Hunted is a British reality series that began airing on Channel 4 on 10 September 2015. The series features contestants who are instructed to go on the run for a period of 25 (originally 28) days in mainland Great Britain, whilst avoiding a team of Hunters composed of former and serving police, intelligence personnel, and on-foot teams. During their time, the Hunters have access to contestants' personal information and use "powers of the state" such as ANPR, CCTV and call tracing to locate contestants. At times, the Hunters will use social media and monetary rewards to members of the public (and captured contestants) for information leading to a successful capture. On the final day, any remaining contestants must reach a designated "extraction" point before being captured, winning a share of £100,000. It has a similar format to the programme Wanted which aired from 1996–1997 on Channel 4.

A celebrity adaptation, Celebrity Hunted, is also produced in aid of Stand Up To Cancer, where contestants compete for a shorter time period of 14 days.

Format and rules

In both the civilian and celebrity series, the contestants, now regarded as Fugitives, voluntarily go on the run in mainland Great Britain and must avoid detection from the Hunters, a group of current and former police and intelligence officials for 25 days (28 in the first two series and 14 for the celebrity series). From series two, the contestants are escorted to a public area and given a head start before the Hunters begin their search and are given the names of their targets. Fugitives are given a debit card with a small amount of money provided by the production team, and a rucksack containing essential and personal items (though in series five, the fugitives began with only the clothes on their back and no head start). During their time on the run the Fugitives can use any existing connections, or ask members of the general public, to assist them in avoiding capture.

Whilst the Fugitives attempt to avoid using technology and thus detection, the Hunters use a vast array of different "powers of the state", such as closed circuit surveillance, phone records and number plate recognition to pinpoint their chosen target. If one (or more) Fugitives have become difficult to locate, the Hunters use social media to encourage members of the public to reveal any information, and post content specifically for a Fugitive to reveal their location without realising. Hunters may also be directly contacted by the public with any leads by telephone. Any member of the public with information leading to capture is compensated for their effort. Hunters additionally operate throughout the country through use of two-person ground teams that can deploy immediately under order of the Chief. The ground teams also perform reconnaissance at Fugitives' homes and attempt to goad family members or loved ones for information and/or may be observed to determine any irregularities in their daily routines.

When a Fugitive is caught, they are told their time on the run is over and are escorted to a vehicle for debrief back at the Hunters’ headquarters.

EXERCISES TO COMPLETE:
[a] Answer these from the text on Hunted:
(i) Which channel began airing the series on 10 September 2015?
(ii) What cause is Celebrity Hunted produced in aid of?
(iii) Where is a Fugitive taken for debrief after being caught?
[b] Rewrite the part of the text on Hunted starting at "In both the" and ending at "in avoiding capture.", putting "backpack" in place of "rucksack".
The material has no part in any of this.

THE DATA:

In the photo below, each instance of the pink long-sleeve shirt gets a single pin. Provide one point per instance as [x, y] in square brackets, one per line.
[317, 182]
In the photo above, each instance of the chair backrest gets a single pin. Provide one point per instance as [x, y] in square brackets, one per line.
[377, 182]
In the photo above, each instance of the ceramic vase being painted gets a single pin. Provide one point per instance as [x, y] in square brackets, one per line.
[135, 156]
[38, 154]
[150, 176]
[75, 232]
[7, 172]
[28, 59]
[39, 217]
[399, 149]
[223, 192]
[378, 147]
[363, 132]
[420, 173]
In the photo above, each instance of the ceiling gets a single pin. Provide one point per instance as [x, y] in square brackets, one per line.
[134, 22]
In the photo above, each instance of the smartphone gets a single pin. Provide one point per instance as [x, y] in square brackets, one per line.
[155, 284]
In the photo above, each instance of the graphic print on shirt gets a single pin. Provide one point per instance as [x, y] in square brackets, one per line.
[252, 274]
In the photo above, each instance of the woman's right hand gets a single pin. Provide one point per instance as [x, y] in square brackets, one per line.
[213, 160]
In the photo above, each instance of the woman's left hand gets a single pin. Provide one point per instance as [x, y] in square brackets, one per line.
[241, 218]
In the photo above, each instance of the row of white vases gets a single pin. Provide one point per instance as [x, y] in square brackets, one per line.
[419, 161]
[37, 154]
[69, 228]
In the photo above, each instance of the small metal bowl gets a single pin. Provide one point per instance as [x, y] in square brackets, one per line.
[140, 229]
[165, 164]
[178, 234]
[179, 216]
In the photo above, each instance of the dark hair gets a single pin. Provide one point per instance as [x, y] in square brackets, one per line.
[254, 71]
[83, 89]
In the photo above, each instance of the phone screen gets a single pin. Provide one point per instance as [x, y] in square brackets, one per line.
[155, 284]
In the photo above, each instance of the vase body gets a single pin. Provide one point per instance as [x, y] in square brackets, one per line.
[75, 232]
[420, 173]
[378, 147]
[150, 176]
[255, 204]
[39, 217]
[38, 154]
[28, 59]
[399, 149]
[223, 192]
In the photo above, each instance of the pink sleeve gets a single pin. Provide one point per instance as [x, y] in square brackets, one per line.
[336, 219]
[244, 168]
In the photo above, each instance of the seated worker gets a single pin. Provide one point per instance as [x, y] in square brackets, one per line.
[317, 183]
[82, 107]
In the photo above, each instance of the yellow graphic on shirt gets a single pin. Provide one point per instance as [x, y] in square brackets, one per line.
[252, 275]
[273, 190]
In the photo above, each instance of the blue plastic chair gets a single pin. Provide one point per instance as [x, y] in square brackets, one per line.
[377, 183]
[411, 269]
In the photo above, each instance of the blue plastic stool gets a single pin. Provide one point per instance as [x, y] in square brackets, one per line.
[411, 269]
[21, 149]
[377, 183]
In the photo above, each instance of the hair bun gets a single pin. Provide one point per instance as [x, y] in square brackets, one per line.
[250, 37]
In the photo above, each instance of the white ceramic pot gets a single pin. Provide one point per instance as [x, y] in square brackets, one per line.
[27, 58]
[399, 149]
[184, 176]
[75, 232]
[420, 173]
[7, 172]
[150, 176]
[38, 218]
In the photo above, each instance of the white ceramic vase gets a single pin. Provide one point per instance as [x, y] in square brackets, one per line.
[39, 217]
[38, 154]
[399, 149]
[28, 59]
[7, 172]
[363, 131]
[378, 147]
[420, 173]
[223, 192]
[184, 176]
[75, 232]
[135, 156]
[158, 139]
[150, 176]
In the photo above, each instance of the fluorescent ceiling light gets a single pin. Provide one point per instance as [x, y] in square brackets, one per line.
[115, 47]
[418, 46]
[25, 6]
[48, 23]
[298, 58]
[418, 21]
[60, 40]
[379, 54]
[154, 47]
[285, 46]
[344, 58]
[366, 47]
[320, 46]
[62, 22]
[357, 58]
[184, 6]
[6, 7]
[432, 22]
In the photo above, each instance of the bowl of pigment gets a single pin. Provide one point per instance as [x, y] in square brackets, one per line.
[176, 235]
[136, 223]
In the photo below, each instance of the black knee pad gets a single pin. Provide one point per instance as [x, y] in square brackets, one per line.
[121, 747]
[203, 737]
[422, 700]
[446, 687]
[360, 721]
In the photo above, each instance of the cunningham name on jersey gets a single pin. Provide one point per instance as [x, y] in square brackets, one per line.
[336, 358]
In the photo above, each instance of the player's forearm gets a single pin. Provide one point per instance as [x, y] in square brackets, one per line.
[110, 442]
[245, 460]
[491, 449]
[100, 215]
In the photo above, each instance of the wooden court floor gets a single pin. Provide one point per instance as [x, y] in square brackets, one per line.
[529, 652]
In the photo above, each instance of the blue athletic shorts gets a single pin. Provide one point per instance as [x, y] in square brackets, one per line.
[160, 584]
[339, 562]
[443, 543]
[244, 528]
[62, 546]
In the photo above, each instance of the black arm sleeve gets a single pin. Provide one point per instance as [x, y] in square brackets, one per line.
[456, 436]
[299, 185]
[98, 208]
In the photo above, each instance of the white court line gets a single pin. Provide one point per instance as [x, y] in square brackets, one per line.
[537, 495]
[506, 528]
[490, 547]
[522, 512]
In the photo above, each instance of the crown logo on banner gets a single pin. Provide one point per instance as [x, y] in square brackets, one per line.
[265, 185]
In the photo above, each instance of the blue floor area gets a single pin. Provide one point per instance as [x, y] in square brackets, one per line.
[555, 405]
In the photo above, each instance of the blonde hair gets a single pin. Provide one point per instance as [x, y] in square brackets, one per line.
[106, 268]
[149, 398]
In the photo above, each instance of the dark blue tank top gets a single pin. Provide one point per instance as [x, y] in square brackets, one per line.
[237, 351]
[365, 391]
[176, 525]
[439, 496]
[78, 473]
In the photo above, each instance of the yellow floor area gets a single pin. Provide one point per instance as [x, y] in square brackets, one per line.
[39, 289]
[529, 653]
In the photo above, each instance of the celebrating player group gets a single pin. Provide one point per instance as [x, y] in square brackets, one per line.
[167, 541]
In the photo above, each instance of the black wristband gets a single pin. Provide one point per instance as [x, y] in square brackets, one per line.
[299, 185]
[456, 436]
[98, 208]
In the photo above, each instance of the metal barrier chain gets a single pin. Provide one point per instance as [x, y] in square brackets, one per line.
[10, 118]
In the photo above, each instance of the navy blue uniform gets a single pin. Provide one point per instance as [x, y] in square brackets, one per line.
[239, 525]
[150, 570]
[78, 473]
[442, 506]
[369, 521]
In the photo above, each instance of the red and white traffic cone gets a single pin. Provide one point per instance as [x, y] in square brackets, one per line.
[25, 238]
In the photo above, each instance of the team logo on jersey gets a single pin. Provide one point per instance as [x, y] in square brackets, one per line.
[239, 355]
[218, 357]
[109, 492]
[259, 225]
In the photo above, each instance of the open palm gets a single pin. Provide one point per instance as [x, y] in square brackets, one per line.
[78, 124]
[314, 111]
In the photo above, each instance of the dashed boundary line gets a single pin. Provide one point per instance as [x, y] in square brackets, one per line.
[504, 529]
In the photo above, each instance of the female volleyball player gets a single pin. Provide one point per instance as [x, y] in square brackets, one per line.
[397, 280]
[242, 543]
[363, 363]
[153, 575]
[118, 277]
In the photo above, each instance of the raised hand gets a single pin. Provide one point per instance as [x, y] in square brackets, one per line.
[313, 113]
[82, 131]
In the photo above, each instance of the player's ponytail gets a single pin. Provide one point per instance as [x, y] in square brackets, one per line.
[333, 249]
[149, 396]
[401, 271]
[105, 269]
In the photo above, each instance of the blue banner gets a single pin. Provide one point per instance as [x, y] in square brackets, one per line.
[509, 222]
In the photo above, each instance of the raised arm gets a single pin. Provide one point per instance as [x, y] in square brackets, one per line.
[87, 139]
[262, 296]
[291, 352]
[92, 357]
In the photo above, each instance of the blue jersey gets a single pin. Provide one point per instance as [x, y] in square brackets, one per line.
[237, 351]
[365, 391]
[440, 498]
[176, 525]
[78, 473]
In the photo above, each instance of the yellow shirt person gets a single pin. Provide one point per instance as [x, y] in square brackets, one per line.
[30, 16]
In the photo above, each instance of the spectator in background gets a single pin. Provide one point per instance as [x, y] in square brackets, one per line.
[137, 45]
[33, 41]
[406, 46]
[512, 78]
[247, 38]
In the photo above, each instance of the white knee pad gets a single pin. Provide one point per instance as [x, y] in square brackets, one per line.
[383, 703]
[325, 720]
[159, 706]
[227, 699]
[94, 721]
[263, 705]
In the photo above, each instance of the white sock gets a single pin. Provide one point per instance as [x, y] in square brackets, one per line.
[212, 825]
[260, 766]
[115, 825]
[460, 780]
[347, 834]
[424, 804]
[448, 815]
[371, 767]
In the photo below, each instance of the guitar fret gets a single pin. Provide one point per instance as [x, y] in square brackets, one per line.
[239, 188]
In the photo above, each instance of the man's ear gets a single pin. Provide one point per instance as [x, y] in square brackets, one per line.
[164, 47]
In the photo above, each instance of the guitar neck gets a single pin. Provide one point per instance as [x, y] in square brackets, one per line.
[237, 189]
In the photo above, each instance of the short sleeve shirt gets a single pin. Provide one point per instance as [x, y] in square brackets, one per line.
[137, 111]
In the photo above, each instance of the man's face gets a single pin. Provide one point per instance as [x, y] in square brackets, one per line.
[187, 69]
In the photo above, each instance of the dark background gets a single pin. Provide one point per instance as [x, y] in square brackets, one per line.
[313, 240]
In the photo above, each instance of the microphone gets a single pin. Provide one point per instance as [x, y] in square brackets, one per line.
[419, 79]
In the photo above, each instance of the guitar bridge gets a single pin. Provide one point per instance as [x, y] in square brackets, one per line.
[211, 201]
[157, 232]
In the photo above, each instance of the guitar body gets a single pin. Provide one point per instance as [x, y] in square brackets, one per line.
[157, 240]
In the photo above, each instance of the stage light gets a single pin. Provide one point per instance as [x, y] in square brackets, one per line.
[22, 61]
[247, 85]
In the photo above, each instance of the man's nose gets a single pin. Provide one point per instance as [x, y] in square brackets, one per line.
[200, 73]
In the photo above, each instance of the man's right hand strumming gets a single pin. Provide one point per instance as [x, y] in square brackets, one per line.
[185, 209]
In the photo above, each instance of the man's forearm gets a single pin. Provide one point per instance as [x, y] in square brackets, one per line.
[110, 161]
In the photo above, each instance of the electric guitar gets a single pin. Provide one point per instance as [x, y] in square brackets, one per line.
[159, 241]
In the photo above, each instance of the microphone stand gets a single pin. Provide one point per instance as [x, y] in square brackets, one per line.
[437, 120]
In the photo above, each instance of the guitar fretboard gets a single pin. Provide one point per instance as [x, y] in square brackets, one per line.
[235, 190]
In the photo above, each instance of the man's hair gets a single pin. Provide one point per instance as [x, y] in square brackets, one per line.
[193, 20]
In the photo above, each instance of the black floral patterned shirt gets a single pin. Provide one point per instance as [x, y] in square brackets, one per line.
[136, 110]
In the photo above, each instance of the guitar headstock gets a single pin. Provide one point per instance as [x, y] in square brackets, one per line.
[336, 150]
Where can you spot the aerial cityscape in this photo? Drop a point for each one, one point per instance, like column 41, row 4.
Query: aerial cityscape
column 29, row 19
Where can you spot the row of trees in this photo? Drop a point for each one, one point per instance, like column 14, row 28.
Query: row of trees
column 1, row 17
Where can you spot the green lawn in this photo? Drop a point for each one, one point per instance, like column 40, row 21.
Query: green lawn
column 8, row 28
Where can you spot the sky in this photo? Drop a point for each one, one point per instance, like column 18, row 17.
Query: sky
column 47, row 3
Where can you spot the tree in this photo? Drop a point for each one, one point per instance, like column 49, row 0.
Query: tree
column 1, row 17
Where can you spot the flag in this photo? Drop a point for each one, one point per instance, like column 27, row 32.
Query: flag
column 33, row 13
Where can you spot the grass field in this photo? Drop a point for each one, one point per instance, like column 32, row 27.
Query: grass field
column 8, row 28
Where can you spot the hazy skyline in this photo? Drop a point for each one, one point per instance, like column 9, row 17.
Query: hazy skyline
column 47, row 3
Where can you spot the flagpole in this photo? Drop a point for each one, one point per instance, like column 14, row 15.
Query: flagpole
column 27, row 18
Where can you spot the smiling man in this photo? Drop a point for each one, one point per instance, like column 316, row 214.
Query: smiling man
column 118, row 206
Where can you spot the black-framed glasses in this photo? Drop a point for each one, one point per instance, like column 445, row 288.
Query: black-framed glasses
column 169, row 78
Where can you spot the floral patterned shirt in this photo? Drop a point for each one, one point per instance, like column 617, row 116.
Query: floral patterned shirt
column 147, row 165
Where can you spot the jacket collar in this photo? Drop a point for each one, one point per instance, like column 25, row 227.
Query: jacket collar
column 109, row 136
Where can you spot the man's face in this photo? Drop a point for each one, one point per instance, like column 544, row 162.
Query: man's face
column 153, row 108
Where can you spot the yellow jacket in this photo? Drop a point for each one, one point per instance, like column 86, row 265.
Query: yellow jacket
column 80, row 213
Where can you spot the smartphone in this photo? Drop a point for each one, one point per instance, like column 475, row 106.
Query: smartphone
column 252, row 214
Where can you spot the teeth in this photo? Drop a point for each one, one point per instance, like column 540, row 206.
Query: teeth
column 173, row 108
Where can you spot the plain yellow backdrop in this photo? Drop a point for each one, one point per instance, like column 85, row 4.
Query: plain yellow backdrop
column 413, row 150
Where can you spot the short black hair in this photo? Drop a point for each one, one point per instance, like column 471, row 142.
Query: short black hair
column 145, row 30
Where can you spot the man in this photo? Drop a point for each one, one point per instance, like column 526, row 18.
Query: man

ANSWERS TO THE TASKS:
[a]
(i) Channel 4
(ii) Stand Up To Cancer
(iii) Back to the Hunters’ headquarters

[b]
In both the civilian and celebrity series, the contestants, now regarded as Fugitives, voluntarily go on the run in mainland Great Britain and must avoid detection from the Hunters, a group of current and former police and intelligence officials for 25 days (28 in the first two series and 14 for the celebrity series). From series two, the contestants are escorted to a public area and given a head start before the Hunters begin their search and are given the names of their targets. Fugitives are given a debit card with a small amount of money provided by the production team, and a backpack containing essential and personal items (though in series five, the fugitives began with only the clothes on their back and no head start). During their time on the run the Fugitives can use any existing connections, or ask members of the general public, to assist them in avoiding capture.